- **GIVEN TEXT**
:::

Re: compiler warnings on the buildfarm

From: Tom Lane <tgl(at)sss(dot)pgh(dot)pa(dot)us>
To: Stefan Kaltenbrunner <stefan(at)kaltenbrunner(dot)cc>
Cc: PostgreSQL-development <pgsql-hackers(at)postgresql(dot)org>
Subject: Re: compiler warnings on the buildfarm
Date: 2007-07-13 02:56:20
Message-ID: 8374.1184295380@sss.pgh.pa.us
Views: Raw Message | Whole Thread | Download mbox | Resend email
Thread:
Lists: pgsql-hackers

Stefan Kaltenbrunner <stefan(at)kaltenbrunner(dot)cc> writes:
> animal: lionfish warnings: 16
> scan.l:180: warning, the character range [<80>-<FF>] is ambiguous in a
> case-insensitive scanner
> scan.l:180: warning, the character range [<80>-<FF>] is ambiguous in a
> case-insensitive scanner
> scan.l:302: warning, the character range [<80>-<FF>] is ambiguous in a
> case-insensitive scanner

This is evidently complaining about plpgsql's scan.l, which specifies
%option case-insensitive
and then defines
ident_start [A-Za-z\200-\377_]
which is the way we do it in the main grammar too. But I've never
seen this message in any of the flex versions I've used with PG.
(Which flex version is installed on lionfish anyway?)

I find some relevant points in the flex manual:
http://flex.sourceforge.net/manual/Patterns.html

Character classes are expanded immediately when seen in the flex
input. This means the character classes are sensitive to the locale in
which flex is executed, and the resulting scanner will not be sensitive
to the runtime locale. This may or may not be desirable.

:::

- **STORED RECORDS**
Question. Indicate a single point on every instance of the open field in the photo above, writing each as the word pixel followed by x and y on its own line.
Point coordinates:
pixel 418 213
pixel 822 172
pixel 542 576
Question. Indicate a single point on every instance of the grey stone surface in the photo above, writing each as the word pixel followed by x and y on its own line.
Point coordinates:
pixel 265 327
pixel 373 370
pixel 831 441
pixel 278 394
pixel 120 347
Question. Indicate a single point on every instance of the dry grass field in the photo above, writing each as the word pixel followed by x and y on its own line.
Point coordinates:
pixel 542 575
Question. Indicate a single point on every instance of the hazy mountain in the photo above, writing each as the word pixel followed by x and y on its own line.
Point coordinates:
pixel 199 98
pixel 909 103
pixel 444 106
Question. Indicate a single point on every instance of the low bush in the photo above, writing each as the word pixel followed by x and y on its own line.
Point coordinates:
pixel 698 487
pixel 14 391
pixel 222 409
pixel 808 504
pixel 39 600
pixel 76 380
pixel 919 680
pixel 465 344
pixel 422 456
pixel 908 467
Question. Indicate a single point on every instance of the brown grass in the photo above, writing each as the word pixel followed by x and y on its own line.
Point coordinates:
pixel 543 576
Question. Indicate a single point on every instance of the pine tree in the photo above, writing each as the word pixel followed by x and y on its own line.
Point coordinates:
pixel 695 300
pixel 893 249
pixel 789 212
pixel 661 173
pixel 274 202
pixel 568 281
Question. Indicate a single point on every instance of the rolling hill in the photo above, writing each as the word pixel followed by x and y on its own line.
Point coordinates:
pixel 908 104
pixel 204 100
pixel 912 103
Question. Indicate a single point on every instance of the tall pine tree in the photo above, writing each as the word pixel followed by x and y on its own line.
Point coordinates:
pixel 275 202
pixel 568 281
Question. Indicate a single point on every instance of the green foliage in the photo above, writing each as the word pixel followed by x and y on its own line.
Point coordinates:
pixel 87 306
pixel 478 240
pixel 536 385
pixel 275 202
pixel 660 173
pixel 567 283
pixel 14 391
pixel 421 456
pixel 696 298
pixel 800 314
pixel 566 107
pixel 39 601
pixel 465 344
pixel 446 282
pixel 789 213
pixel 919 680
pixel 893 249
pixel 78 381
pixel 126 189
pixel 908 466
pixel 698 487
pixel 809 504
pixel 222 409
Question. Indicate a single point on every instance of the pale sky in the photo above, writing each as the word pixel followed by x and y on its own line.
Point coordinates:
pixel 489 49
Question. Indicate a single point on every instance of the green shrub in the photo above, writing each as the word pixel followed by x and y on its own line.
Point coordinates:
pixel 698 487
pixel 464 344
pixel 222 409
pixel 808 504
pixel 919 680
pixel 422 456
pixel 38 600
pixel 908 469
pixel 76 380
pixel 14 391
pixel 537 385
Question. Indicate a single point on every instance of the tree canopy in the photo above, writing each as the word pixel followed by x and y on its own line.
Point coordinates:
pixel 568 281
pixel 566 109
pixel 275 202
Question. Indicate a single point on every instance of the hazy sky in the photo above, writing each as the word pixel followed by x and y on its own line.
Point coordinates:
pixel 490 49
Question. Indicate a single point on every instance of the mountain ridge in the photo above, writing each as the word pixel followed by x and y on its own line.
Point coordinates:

:::

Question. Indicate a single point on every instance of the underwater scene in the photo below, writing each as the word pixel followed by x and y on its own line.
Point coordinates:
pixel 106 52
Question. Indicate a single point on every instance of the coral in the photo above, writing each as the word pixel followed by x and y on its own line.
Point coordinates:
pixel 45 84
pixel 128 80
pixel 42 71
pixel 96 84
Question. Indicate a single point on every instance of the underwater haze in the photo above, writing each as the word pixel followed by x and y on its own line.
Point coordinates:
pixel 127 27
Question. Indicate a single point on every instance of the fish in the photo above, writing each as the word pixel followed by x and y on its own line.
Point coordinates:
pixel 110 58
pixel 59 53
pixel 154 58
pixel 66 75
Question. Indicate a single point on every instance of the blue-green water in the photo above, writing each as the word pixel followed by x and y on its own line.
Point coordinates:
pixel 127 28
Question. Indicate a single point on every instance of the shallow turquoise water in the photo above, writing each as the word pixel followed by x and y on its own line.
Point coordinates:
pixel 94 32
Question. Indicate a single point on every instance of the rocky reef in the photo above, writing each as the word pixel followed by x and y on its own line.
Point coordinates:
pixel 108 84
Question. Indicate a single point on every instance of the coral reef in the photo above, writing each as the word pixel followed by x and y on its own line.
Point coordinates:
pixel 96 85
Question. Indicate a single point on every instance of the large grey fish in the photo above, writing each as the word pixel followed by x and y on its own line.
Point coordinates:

:::

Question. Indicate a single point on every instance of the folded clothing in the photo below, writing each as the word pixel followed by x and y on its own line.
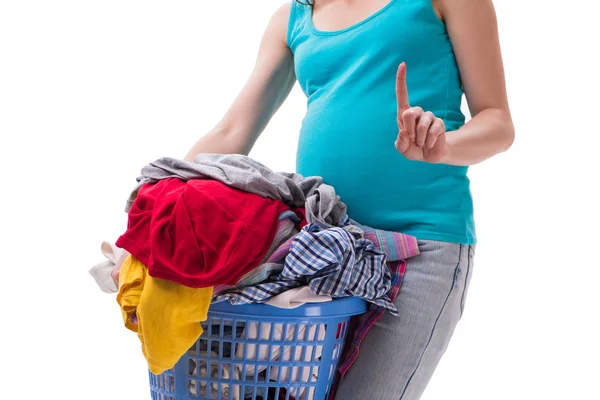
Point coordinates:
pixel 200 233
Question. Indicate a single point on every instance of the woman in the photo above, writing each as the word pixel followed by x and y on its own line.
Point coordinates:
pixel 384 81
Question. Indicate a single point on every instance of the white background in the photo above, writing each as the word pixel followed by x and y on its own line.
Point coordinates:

:::

- **TO DO**
Carry on writing the mailing list reply about the buildfarm compiler warnings, starting right after its final sentence.

- **WRITTEN ANSWER**
Character classes with ranges, such as `[a-Z]', should be used with
caution in a case-insensitive scanner if the range spans upper or
lowercase characters. Flex does not know if you want to fold all upper
and lowercase characters together, or if you want the literal numeric
range specified (with no case folding). When in doubt, flex will assume
that you meant the literal numeric range, and will issue a warning. The
exception to this rule is a character range such as `[a-z]' or `[S-W]'
where it is obvious that you want case-folding to occur.

What I suspect is happening is that lionfish is running the buildfarm
script in a non-C locale, in which flex finds that some high-bit-set
characters are case-folded by tolower() and accordingly issues this
complaint. Now the statements that "it assumes you meant the literal
numeric range" and that the behavior is fully determined at compile time
(ie, no run-time invocations of tolower(), as indeed are not to be seen
in pl_scan.c) seem to mean that we'll get the behavior we want anyway.
But the warning is a bit nervous-making.

I wonder if it'd be a good idea to invoke flex with a command like
LANG=C flex ...
to try to improve the odds that it sees C locale when it's figuring
out what "case insensitive" means.

Anyone want to look into it more closely?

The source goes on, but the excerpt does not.